══ Reading text

Training mode requires an NVIDIA CUDA GPU. The model is created with device="cuda". CPU-only machines can run inference (--mode predict) but training will fail or be impractically slow.
Before launching sb3_SAC.py, the position bridge node (ign_ros2_Nav2_topics.py) must already be running so that the /rover/pose_array topic is available. See Inference → Running the Position Bridge for the exact command.

CLI Arguments

All arguments are parsed by argparse in parse_args().
ArgumentChoices / TypeDefaultRequiredDescription
--modetrain | predicttrainYesOperating mode
--loadTrue | FalseYesWhether to load an existing checkpoint
--worldinspect | maze | island | rubiconinspectNoWhich Gazebo world to use
--visionTrue | FalseFalseNoUse fused camera observation instead of LIDAR
--checkpoint_namestr (file path)When --load TruePath to the .zip checkpoint file
--normalize_statsstr (file path)When --load TruePath to the matching _normalize.pkl file
--checkpoint_name and --normalize_stats are validated at runtime: if --load True is set and either path is missing the script raises a ValueError before creating any ROS nodes.

Training from Scratch

The minimal command to start a fresh training run in the inspection world: 
cd ros2_ws/src/sb3/
python sb3_SAC.py --mode train --load False --world inspect
To train in the maze world with fused camera observations: 
python sb3_SAC.py --mode train --load False --world maze --vision True
The script will:
  1. Create a timestamped DummyVecEnv wrapping a Monitor-wrapped environment
  2. Initialise a fresh VecNormalize wrapper
  3. Build the SAC model with the hyperparameters below
  4. Call model.learn(total_timesteps=8_000_000, ...)

SAC Hyperparameters

These values are hard-coded in sb3_SAC.py when creating a new model (--load False): 
model = SAC(
    "MultiInputPolicy",
    env,
    device="cuda",
    learning_rate=3e-4,
    buffer_size=300_000,
    learning_starts=50_000,
    batch_size=512,
    train_freq=512,       # collect 512 new transitions before each update
    gradient_steps=6,     # gradient updates per training call
    ent_coef="auto_0.5",  # automatic entropy tuning, initial α = 0.5
    verbose=1,
    tensorboard_log=tensorboard_dir,
)
HyperparameterValueNotes
learning_rate3e-4Adam optimizer LR for actor, critic, and entropy
buffer_size300,000Experience replay buffer capacity
learning_starts50,000Steps of random exploration before gradient updates begin
batch_size512Mini-batch size for each gradient step
train_freq512Collect this many new steps before triggering an update
gradient_steps6Number of gradient updates per train_freq cycle
ent_coef"auto_0.5"SAC entropy coefficient; auto-tuned starting from α = 0.5
total_timesteps8,000,000Total environment steps for a full training run
device"cuda"PyTorch device
When resuming from a checkpoint, sb3_SAC.py resets the entropy coefficient to 0.05 and sets target_entropy = -1.0 to fine-tune a previously trained agent with lower exploration noise.

════
══ Recorded data

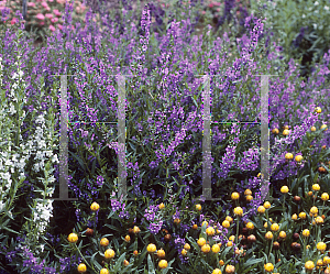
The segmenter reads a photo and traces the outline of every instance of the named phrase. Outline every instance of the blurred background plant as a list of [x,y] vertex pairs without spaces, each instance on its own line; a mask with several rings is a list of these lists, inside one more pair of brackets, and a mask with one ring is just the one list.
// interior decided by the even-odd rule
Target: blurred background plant
[[329,0],[251,0],[251,12],[267,18],[265,26],[274,32],[284,61],[299,61],[305,78],[330,48]]

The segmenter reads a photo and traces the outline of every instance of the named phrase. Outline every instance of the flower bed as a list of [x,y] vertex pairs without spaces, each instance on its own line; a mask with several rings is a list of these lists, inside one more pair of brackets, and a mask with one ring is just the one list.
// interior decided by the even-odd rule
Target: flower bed
[[[295,59],[282,62],[263,18],[250,14],[237,33],[228,24],[222,36],[207,25],[197,36],[193,19],[201,7],[193,3],[174,3],[164,14],[151,4],[135,14],[129,2],[118,23],[100,14],[102,28],[90,12],[73,28],[74,7],[65,6],[63,28],[41,50],[21,29],[6,30],[3,273],[329,273],[330,52],[306,81]],[[152,22],[153,12],[163,15]],[[77,200],[53,199],[65,86],[54,75],[75,75],[66,86],[66,183]],[[118,75],[125,75],[129,201],[118,197]],[[205,75],[217,201],[201,198]],[[266,199],[261,75],[278,75],[268,81]]]

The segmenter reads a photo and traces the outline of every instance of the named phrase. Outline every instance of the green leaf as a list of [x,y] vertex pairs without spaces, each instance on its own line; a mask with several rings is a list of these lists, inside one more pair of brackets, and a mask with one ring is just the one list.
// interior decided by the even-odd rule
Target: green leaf
[[155,267],[154,267],[154,264],[151,260],[150,254],[147,254],[147,268],[148,268],[148,274],[156,274]]

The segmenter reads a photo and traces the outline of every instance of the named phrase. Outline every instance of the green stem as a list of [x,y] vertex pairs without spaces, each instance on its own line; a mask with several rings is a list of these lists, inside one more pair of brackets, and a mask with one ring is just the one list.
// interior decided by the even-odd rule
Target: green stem
[[270,262],[271,253],[272,253],[272,250],[273,250],[273,242],[274,242],[274,235],[272,238],[272,243],[271,243],[271,249],[270,249],[270,254],[268,254],[268,262]]
[[95,271],[95,273],[97,273],[96,270],[94,268],[94,266],[91,266],[91,265],[86,261],[85,256],[81,254],[81,252],[80,252],[80,250],[78,249],[78,246],[77,246],[76,243],[75,243],[75,246],[77,248],[77,251],[79,252],[79,254],[80,254],[80,256],[82,257],[84,262],[85,262],[90,268],[92,268],[92,270]]
[[235,244],[238,246],[238,242],[239,242],[239,224],[240,224],[240,217],[238,216],[238,220],[237,220],[237,237],[235,237]]

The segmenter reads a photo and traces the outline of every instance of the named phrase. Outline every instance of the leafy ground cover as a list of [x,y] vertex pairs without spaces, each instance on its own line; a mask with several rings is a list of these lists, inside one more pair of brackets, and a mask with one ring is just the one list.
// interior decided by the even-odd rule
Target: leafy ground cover
[[[32,46],[35,36],[19,13],[2,25],[2,273],[329,273],[330,52],[301,77],[299,62],[286,62],[278,34],[266,29],[270,19],[237,1],[143,10],[121,1],[119,12],[100,6],[98,14],[88,3],[35,7],[46,14],[25,23],[50,24],[38,30],[46,34],[42,47]],[[56,13],[63,18],[55,22]],[[67,184],[76,201],[52,199],[62,161],[62,84],[53,75],[61,74],[76,75],[67,81]],[[119,74],[134,76],[125,77],[132,201],[117,197]],[[210,75],[218,201],[199,199],[200,75]],[[268,83],[265,200],[261,75],[278,75]]]

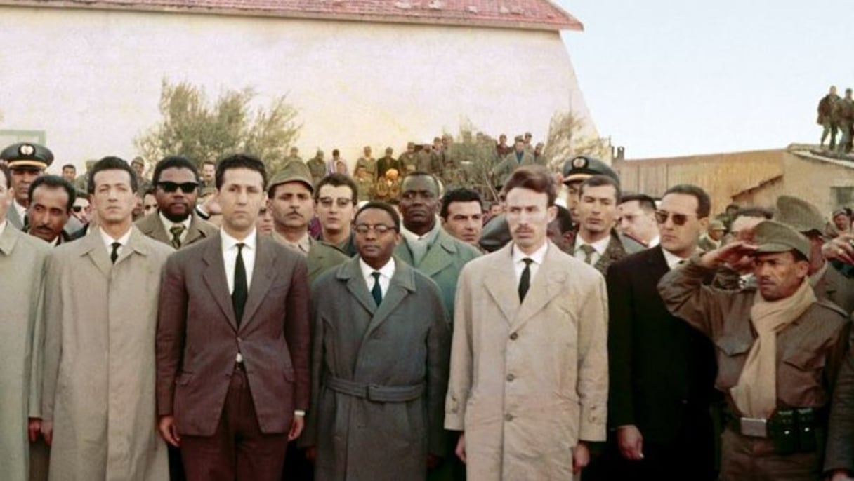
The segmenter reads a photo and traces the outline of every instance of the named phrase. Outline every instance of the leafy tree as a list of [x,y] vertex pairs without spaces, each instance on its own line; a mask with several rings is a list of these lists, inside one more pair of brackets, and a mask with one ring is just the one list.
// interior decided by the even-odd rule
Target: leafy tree
[[201,165],[224,155],[245,152],[275,171],[299,136],[296,109],[286,96],[273,99],[265,109],[253,111],[251,87],[230,90],[212,105],[205,91],[191,84],[163,79],[160,98],[162,119],[134,139],[149,163],[167,155],[185,155]]

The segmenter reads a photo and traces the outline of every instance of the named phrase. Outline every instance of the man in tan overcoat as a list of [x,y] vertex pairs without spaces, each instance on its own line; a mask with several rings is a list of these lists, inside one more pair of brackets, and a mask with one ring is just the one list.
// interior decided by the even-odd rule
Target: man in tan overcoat
[[99,160],[88,185],[99,228],[46,261],[42,432],[51,480],[168,478],[156,432],[155,329],[173,249],[133,226],[136,188],[126,162]]
[[29,437],[38,433],[40,386],[37,371],[39,347],[36,304],[42,285],[42,266],[50,251],[47,243],[15,229],[6,211],[15,199],[12,177],[0,165],[0,467],[2,478],[26,479]]
[[571,479],[604,441],[607,293],[547,236],[554,183],[539,165],[505,184],[512,242],[463,268],[445,427],[470,479]]

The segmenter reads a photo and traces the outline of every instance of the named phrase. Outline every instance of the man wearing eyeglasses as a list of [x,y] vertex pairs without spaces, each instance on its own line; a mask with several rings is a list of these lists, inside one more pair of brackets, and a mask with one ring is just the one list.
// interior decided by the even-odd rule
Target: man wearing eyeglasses
[[155,166],[152,183],[157,211],[137,221],[143,234],[176,249],[216,234],[216,226],[195,212],[199,176],[192,160],[166,157]]
[[356,214],[359,254],[312,289],[312,405],[301,443],[315,478],[424,479],[446,455],[451,333],[436,284],[394,257],[384,202]]
[[698,252],[710,212],[709,195],[700,188],[670,188],[655,212],[659,245],[608,269],[613,438],[605,455],[614,471],[607,478],[714,478],[712,345],[671,315],[656,289],[662,276]]
[[356,255],[350,227],[358,199],[359,188],[343,174],[326,176],[314,191],[315,210],[320,221],[319,240],[348,257]]

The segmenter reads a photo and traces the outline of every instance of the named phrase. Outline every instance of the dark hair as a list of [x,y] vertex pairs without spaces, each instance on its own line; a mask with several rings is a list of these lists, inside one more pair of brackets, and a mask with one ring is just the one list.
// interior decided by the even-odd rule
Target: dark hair
[[9,167],[5,164],[0,163],[0,172],[6,178],[6,188],[12,188],[12,173],[9,171]]
[[584,194],[585,187],[605,187],[610,185],[614,188],[614,202],[616,203],[620,200],[620,184],[617,183],[616,180],[608,176],[590,176],[589,177],[584,179],[582,183],[581,187],[578,188],[578,194]]
[[471,188],[460,187],[459,188],[448,190],[442,196],[439,217],[447,220],[447,206],[454,202],[477,202],[481,206],[481,210],[483,210],[483,200],[481,200],[480,194]]
[[620,204],[625,204],[626,202],[631,202],[632,200],[637,201],[638,206],[640,207],[645,212],[652,212],[655,211],[655,199],[652,199],[646,194],[623,194],[620,197]]
[[385,211],[389,212],[391,216],[391,220],[395,223],[395,232],[401,232],[401,216],[397,215],[397,211],[391,206],[387,202],[383,202],[382,200],[371,200],[367,204],[365,204],[356,211],[356,215],[353,217],[353,223],[355,223],[356,219],[359,218],[359,215],[368,209],[379,209],[381,211]]
[[675,185],[668,188],[664,192],[664,195],[662,195],[662,198],[665,197],[668,194],[692,195],[697,199],[697,218],[705,218],[711,213],[711,199],[709,198],[709,194],[705,190],[696,185],[690,183]]
[[765,207],[759,207],[757,206],[748,206],[746,207],[741,207],[735,212],[735,217],[762,217],[766,220],[770,220],[774,217],[774,211]]
[[[438,138],[438,137],[436,137]],[[403,176],[403,179],[401,180],[401,192],[403,192],[403,183],[407,182],[409,177],[414,177],[420,176],[423,177],[430,177],[433,181],[433,185],[436,186],[436,194],[439,195],[442,193],[442,185],[439,183],[439,179],[436,178],[436,176],[430,172],[425,172],[424,171],[415,171],[409,172],[408,174]]]
[[359,203],[359,188],[356,186],[356,183],[351,179],[349,176],[335,173],[330,174],[320,179],[320,182],[318,183],[317,188],[314,189],[314,200],[320,198],[320,188],[325,185],[330,185],[332,187],[347,186],[350,188],[350,190],[353,191],[353,205],[355,206]]
[[235,154],[224,158],[216,165],[216,188],[222,187],[222,179],[225,177],[225,171],[233,169],[249,169],[261,175],[261,190],[266,190],[266,167],[260,159],[248,154]]
[[71,183],[59,176],[41,176],[36,177],[36,180],[32,181],[32,183],[30,184],[30,190],[26,194],[27,202],[32,204],[32,194],[43,185],[48,188],[64,188],[66,194],[68,194],[68,201],[66,203],[65,212],[66,213],[71,212],[71,207],[74,205],[74,198],[77,197],[77,193],[74,191],[74,186],[71,185]]
[[102,171],[125,171],[128,176],[131,176],[131,191],[134,194],[137,193],[137,188],[138,188],[137,172],[133,171],[133,169],[124,159],[110,155],[96,162],[89,171],[89,178],[87,179],[89,182],[86,183],[87,194],[95,194],[95,174]]
[[199,171],[192,160],[183,155],[168,155],[155,165],[155,173],[151,174],[151,183],[155,187],[160,183],[161,174],[167,169],[187,169],[190,172],[193,172],[196,183],[198,183],[199,182]]
[[558,198],[558,194],[554,190],[554,178],[552,173],[541,165],[524,165],[513,171],[507,182],[504,183],[501,193],[506,196],[507,193],[518,187],[545,194],[548,198],[546,205],[549,207],[554,205],[554,200]]

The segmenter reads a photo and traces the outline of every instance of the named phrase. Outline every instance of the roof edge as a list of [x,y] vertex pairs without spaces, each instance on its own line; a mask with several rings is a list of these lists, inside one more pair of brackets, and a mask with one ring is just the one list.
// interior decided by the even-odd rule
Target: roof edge
[[[546,0],[549,1],[549,0]],[[549,1],[551,3],[551,2]],[[295,12],[259,9],[208,9],[200,7],[171,7],[168,5],[140,5],[136,3],[117,4],[98,2],[97,0],[0,0],[0,6],[38,8],[38,9],[74,9],[82,10],[112,10],[127,12],[155,12],[165,14],[196,14],[211,15],[238,15],[246,17],[269,17],[291,20],[371,21],[375,23],[442,25],[447,26],[476,26],[503,30],[526,30],[538,32],[583,31],[584,26],[563,9],[559,9],[569,21],[563,24],[548,24],[536,21],[507,21],[493,20],[462,20],[424,15],[412,17],[407,15],[371,15],[355,14],[327,14],[324,12]],[[427,23],[424,20],[429,20]]]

════

Answer these questions about the SAC training guide above:
1. Which topic has to be available before sb3_SAC.py is launched?
2. Which Gazebo world is used when --world isn't given?
3. What does the script reset the entropy coefficient to when resuming from a checkpoint?

1. /rover/pose_array
2. inspect
3. 0.05